[Required work]:
[a] In the passage about the Pamir Knot and the steppes, what has the writer's partner been studying lately?
[b] Extend the passage about the Pamir Knot and the steppes, picking up after its final sentence.

-------- Extract provided

Your final, absolute, sentence (use of “always”) hardly is hyperbole. The existence of and distribution through the Pamir Knot is demonstrably critical in the development of Homo sapiens and its dissemination of its self, its early cultures and its innovations - indubitably including such societal building blocks as language, hunting and possibly primitive agricultural practices.
The seemingly endless steppes’ ease of travel therethrough - ease compared to mountainous and broad-river lands - means that large masses of humans have been traversing…”invading” being the way the extant observer would consider that…not for thousands of generations but tens of thousands. That’s as good as “always” as it gets. And it is not much of a stretch from there to consider such as being in their genes. Most absolutely in their “cultural genes”, define that how you may.
Zooming to the immediate present - let’s say, only the most recent millennium - brings me to this statement of yours…(cont’d)
My partner has an MS in Psychology and works with people who have trauma. Usually people who are in the legal system because of it. One thing she has been studying lately is epigenetics. Studies on mice have found that if a mouse is traumatized in some way, their children will react with fear at the same sort of trauma the first time they encounter it. The grandchildren will too.

----------------
-------- Information supplied

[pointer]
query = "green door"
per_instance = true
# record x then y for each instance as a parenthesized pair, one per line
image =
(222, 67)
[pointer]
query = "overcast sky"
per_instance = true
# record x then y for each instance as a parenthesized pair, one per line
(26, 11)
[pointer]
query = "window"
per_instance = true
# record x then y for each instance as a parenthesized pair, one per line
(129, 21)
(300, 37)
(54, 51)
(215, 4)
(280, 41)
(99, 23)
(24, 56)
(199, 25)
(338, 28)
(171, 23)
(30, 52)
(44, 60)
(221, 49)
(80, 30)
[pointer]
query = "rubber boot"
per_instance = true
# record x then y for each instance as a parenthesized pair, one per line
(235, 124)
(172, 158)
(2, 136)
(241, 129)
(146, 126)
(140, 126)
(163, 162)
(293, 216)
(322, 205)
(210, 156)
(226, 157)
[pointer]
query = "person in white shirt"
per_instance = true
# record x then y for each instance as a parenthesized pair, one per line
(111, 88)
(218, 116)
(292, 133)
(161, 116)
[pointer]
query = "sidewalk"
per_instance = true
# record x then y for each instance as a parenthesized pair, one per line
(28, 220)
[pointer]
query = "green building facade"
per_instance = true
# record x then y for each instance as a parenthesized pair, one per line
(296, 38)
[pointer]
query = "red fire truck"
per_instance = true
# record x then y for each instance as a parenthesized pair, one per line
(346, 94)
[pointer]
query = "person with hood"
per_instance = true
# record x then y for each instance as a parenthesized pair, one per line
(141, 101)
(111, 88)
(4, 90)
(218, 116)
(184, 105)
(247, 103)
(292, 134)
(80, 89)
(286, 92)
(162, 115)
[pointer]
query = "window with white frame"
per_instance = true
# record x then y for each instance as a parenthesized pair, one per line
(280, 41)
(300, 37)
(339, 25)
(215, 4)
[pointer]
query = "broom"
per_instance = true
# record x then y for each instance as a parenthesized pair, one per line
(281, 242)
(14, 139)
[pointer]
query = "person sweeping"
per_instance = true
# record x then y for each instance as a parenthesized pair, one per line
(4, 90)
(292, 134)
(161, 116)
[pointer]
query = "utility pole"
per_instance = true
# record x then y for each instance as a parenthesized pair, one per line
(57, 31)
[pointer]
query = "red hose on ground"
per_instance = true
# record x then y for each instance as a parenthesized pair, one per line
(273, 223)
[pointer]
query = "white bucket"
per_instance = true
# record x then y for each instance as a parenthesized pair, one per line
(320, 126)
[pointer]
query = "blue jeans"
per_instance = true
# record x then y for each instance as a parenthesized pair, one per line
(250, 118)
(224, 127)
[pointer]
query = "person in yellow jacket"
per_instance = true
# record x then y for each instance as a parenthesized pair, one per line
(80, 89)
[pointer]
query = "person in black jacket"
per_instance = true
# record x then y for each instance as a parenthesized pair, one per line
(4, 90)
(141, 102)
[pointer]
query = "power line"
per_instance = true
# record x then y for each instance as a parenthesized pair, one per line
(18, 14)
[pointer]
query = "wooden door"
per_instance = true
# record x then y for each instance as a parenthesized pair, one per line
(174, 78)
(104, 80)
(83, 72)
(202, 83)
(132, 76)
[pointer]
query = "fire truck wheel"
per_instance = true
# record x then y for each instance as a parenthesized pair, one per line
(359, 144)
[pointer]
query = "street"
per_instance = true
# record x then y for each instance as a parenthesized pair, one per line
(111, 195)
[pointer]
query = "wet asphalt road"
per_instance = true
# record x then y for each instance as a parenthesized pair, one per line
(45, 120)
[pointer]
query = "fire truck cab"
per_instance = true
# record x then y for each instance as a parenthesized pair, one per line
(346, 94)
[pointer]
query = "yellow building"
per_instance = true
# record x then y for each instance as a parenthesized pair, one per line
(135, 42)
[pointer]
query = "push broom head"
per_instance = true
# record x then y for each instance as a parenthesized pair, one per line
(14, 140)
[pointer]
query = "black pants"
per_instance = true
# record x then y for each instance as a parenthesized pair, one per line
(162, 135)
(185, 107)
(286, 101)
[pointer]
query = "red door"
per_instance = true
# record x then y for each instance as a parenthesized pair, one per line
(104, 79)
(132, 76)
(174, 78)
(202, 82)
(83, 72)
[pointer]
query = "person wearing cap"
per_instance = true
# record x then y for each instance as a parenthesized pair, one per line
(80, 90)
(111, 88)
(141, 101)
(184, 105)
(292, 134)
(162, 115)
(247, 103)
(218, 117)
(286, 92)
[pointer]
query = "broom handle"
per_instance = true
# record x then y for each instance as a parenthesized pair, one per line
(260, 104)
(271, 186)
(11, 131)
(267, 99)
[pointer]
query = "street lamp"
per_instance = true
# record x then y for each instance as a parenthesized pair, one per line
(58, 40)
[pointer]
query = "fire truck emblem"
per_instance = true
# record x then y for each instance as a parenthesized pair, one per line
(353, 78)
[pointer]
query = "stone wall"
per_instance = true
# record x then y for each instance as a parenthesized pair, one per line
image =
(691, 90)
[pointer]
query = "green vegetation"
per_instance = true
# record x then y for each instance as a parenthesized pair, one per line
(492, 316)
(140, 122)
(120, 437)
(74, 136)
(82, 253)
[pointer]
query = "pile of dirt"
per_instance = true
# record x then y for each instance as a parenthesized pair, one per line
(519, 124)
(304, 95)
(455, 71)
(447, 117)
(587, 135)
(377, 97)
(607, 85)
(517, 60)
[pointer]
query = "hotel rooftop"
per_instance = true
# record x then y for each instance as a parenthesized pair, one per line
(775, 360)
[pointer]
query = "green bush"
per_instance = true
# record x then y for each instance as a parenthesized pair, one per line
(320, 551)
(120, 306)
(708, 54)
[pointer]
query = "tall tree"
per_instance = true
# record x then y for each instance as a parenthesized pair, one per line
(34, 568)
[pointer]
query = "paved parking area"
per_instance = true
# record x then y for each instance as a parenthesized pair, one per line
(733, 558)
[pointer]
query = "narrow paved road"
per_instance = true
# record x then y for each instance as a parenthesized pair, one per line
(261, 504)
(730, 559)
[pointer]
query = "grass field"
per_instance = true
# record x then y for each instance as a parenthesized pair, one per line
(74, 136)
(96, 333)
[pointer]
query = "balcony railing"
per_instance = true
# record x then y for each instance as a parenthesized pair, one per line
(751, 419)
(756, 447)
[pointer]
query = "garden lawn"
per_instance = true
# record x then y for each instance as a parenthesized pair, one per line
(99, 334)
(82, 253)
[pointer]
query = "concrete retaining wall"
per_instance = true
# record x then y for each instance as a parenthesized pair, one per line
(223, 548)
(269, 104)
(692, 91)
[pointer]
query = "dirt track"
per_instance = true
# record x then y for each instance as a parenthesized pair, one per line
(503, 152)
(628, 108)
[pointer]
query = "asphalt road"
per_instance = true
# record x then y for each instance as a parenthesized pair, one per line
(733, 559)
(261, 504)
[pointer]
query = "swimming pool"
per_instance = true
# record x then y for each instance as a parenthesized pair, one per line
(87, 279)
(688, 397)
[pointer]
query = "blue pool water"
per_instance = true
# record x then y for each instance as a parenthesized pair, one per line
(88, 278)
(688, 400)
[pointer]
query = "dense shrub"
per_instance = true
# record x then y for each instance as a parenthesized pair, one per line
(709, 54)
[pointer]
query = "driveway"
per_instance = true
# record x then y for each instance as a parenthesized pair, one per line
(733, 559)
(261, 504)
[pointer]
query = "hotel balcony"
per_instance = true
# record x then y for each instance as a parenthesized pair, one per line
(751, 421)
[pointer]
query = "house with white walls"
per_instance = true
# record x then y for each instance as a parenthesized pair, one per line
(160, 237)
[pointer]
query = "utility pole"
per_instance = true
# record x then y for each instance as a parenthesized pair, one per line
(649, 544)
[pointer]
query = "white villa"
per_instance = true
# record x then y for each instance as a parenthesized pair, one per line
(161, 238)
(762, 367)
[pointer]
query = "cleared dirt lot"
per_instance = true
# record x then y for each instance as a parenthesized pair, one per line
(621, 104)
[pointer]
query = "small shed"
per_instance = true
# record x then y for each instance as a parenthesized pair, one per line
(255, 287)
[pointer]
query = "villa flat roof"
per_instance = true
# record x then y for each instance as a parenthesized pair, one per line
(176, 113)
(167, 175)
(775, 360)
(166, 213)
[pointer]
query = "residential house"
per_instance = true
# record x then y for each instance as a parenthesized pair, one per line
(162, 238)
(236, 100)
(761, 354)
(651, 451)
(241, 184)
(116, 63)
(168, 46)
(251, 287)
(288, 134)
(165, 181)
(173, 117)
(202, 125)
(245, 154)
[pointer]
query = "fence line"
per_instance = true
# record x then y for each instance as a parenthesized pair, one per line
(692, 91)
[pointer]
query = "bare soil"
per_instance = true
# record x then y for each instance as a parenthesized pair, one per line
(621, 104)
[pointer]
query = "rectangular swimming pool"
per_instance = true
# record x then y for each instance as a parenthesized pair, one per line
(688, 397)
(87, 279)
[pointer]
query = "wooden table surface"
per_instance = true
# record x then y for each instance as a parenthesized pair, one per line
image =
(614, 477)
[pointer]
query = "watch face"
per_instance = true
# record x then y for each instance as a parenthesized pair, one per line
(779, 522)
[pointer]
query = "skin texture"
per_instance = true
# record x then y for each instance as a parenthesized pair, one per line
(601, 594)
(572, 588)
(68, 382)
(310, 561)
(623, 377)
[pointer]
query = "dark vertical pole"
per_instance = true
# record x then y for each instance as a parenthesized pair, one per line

----------------

[Your responses]:
[a] Epigenetics.

[b]
It sounds like 19th century psychbabble, but it's proving to be true. Studies on human populations are more difficult to pin down because humans can't be raised in a lab with their whole lives controlled, but it appears humans can suffer from it too. She has a friend who is Jewish and has lived her entire life in San Francisco. Her parents were Holocaust survivors and the recent war in Israel has caused her to completely melt down. Normally she's a "kumbyya" type who is all for inclusion of everyone, but since Oct 7 she has become rabidly anti-Arab.
There is probably some epigenetic trauma in the Russians too. The German invasion of 1941 is fading from living memory, but there are quite a few Russians who are children of the war generation still around. The geographical vulnerability of their country and the trauma it has caused through the centuries may be baked into their DNA now.
That policy seems to resonate in America with those that are struggling to get by.
There has always been an undercurrent of isolationism within the US. Non-Americans often comment about how provincial American tourists can be in their countries.
Geography contributed to this. Thanks to the resource base of the US and it's location, the US was able to build up into a superpower without really needing to interact with the outside world to the degree most other world powers had to. Both Russia and the United States conquered a continent, but Russia's task was subduing a somewhat large native population in Asia along the way. The Americans only had to conquer the land, the continent they were conquering was sparsely populated by a people with a dramatically poorer technological level.
The United States enjoys having a significant part of the country in the sweet zone for farming, being rich in other natural resources, and having a natural water transportation system that is the best in the world. The Ohio/Missouri/Mississippi river system drains the interior of the continent and most of those rivers are navigable throughout. That allowed farmers deep in the interior to get their goods to the ocean port at New Orleans before railroad existed. Then the barrier islands that line most of the south and east coast allowed a salt water inland waterway to the east coast cities. The Columbia and Sacramento rivers in the west also allowed goods to travel to ocean ports. Even today 40% of the grain exported from the US comes down the Columbia River by barge and is loaded onto ships in Portland.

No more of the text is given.